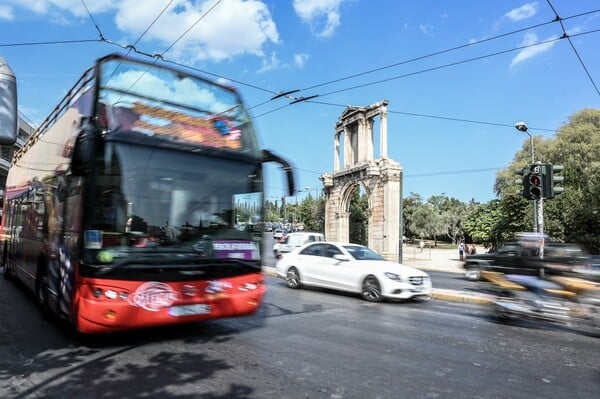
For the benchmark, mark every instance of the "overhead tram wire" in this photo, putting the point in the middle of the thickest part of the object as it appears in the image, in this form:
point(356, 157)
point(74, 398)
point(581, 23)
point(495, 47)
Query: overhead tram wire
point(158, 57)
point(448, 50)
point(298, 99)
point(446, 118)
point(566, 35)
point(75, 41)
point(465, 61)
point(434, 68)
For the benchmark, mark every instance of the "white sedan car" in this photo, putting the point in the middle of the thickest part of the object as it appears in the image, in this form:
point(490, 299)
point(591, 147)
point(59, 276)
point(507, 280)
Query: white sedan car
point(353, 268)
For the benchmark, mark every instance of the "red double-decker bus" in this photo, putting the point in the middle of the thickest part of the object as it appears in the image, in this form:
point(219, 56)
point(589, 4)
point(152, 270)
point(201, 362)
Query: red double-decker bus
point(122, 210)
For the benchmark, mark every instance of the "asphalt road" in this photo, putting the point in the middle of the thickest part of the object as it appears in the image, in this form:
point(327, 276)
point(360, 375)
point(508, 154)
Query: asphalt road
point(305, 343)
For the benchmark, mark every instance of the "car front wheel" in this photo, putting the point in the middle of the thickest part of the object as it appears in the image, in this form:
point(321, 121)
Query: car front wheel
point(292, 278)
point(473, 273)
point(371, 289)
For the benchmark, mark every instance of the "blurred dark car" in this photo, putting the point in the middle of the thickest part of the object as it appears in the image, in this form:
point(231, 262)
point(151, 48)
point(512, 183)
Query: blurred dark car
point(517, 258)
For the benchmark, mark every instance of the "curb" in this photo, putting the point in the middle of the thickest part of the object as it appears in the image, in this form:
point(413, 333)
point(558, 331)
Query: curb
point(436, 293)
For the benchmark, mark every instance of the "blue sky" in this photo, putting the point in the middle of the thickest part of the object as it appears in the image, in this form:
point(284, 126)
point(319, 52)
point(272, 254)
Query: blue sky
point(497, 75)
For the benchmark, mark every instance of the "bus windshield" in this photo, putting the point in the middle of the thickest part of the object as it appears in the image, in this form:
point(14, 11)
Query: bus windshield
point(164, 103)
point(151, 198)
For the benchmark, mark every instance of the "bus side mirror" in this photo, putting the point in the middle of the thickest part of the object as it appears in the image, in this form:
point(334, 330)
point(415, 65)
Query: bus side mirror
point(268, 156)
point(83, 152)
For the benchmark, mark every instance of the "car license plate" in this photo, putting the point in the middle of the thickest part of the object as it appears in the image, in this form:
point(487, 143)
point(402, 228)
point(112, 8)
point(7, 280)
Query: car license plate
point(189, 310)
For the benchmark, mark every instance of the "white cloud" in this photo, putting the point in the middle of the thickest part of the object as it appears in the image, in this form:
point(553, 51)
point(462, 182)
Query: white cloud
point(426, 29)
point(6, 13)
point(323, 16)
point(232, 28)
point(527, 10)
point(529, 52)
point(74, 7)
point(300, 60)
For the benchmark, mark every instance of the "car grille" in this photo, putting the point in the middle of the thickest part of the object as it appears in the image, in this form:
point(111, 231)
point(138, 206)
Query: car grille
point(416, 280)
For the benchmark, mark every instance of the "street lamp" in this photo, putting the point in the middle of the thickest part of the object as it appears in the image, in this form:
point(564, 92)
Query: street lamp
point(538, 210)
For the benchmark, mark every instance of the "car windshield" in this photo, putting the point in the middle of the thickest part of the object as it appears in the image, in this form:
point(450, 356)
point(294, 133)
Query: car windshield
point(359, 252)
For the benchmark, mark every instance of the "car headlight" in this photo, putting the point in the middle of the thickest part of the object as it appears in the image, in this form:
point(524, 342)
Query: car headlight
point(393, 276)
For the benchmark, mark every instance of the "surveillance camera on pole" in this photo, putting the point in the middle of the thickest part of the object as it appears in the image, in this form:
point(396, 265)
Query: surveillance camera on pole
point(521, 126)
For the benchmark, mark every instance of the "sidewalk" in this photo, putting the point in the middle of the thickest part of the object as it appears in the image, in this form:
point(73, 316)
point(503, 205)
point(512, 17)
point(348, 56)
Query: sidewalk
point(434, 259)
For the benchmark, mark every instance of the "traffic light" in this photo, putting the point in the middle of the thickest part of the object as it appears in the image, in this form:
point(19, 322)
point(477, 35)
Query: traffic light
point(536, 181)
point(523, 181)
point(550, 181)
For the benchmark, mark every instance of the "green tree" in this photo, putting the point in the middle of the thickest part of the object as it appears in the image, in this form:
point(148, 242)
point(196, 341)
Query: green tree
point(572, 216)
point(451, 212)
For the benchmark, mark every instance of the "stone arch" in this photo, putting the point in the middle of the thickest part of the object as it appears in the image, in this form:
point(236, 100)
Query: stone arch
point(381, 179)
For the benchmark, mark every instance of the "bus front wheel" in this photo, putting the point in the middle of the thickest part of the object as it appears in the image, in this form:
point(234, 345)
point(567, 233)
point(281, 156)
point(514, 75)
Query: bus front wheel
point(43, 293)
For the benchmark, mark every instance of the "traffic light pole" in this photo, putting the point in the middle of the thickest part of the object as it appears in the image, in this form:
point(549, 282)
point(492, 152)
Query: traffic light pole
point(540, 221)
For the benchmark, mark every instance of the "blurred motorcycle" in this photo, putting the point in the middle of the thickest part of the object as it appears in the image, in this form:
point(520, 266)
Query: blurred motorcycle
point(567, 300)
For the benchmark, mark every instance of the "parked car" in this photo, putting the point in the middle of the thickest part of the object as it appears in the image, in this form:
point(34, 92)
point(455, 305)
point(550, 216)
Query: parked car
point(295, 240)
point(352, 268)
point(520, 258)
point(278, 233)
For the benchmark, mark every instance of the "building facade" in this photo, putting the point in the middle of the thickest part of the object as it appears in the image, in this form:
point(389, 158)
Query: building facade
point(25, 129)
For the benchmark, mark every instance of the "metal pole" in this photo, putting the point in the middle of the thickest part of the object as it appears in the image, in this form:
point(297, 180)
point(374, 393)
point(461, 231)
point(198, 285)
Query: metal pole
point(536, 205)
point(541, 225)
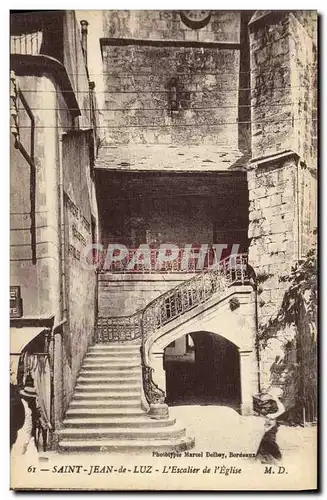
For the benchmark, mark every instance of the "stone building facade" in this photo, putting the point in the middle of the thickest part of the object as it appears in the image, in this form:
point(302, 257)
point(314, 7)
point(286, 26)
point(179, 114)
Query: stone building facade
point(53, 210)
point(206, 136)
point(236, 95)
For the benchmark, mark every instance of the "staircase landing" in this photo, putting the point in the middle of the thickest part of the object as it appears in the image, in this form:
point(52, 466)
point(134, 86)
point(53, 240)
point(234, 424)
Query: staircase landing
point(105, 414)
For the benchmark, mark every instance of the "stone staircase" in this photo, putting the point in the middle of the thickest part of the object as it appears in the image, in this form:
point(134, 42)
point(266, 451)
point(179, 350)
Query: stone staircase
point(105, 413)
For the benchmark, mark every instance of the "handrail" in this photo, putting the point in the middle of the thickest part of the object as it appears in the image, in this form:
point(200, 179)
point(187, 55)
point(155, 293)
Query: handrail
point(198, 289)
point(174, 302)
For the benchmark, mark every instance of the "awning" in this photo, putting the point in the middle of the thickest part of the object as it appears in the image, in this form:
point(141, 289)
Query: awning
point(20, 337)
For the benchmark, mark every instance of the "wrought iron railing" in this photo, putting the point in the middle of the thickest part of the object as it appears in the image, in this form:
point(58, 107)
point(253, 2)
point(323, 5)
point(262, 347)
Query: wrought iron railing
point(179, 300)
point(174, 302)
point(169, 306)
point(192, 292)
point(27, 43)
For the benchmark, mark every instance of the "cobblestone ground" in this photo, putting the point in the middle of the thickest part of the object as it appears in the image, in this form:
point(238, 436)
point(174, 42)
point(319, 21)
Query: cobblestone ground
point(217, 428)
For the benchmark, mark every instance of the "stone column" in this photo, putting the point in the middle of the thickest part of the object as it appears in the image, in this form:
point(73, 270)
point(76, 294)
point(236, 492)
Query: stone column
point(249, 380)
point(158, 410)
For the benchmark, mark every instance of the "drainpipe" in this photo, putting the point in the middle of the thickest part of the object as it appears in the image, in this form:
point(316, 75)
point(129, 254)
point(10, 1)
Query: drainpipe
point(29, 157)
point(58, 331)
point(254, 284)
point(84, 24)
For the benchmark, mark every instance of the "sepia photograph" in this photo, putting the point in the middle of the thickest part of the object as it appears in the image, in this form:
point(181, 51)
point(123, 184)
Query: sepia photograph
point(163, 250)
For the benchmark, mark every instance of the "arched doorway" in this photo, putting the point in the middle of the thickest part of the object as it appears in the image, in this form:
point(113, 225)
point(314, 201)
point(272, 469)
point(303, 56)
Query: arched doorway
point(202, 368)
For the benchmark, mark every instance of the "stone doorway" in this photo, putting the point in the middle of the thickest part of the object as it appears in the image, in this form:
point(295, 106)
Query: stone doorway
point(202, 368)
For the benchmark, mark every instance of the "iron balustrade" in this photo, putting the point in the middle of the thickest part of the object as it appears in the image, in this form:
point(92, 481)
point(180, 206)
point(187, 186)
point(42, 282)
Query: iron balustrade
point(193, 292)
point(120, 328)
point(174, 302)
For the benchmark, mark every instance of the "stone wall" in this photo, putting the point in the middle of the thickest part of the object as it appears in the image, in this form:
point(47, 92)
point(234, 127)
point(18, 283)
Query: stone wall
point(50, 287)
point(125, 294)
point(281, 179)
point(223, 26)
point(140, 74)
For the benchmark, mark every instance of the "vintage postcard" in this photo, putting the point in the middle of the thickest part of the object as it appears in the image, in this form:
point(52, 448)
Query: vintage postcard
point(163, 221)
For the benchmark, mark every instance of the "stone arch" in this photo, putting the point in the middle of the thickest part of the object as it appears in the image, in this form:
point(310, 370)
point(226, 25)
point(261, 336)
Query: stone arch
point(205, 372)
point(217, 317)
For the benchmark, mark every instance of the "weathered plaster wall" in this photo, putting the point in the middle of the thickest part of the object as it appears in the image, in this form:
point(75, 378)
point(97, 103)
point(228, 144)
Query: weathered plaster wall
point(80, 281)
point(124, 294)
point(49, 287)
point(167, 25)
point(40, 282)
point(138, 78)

━━━

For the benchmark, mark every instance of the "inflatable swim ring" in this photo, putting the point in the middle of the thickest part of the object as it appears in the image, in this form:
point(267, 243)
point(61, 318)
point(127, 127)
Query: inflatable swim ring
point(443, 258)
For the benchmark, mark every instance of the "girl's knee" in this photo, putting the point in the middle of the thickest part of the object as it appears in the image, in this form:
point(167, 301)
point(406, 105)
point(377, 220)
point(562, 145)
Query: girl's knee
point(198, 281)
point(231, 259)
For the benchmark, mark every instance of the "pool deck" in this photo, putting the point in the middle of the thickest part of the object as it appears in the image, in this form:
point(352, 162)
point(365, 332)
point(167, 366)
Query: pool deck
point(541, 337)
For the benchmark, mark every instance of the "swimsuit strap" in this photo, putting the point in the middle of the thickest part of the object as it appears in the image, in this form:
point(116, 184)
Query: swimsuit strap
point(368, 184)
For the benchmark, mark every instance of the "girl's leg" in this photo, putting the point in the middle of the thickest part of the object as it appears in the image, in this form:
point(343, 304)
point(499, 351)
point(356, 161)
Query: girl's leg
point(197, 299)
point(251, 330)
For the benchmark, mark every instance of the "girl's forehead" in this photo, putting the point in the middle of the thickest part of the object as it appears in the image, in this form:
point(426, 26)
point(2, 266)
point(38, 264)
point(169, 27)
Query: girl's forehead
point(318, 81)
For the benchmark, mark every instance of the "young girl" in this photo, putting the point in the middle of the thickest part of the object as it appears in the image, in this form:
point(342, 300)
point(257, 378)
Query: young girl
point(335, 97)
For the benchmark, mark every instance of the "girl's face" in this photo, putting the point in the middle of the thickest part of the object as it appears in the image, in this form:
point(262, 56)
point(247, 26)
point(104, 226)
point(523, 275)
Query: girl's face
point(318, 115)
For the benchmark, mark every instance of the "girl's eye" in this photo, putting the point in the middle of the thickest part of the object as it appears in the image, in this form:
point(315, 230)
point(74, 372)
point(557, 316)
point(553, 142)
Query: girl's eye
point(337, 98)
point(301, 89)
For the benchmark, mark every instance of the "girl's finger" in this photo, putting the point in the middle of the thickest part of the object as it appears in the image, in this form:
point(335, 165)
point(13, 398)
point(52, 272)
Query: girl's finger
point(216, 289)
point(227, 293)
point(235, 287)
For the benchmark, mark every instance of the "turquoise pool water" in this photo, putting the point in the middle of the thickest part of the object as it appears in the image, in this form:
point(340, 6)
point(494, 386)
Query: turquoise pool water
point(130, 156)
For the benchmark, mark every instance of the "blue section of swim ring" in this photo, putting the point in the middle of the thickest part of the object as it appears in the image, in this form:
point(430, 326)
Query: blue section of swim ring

━━━

Instructions for the task:
Please return every line of the entries above that contains the string "iron", treating uppercase and lowercase as distinct.

Written response:
For the benchmark, mark every instance of the "wrought iron railing" in this photo, putting the point in the middle of the thickest part of the object as it appears in the image, in this form:
Query: wrought iron railing
For the benchmark, mark every instance of the "iron balustrade" in this photo, putting the point in the middle of the thickest part of the object as it appears in the image, in this form:
Query: iron balustrade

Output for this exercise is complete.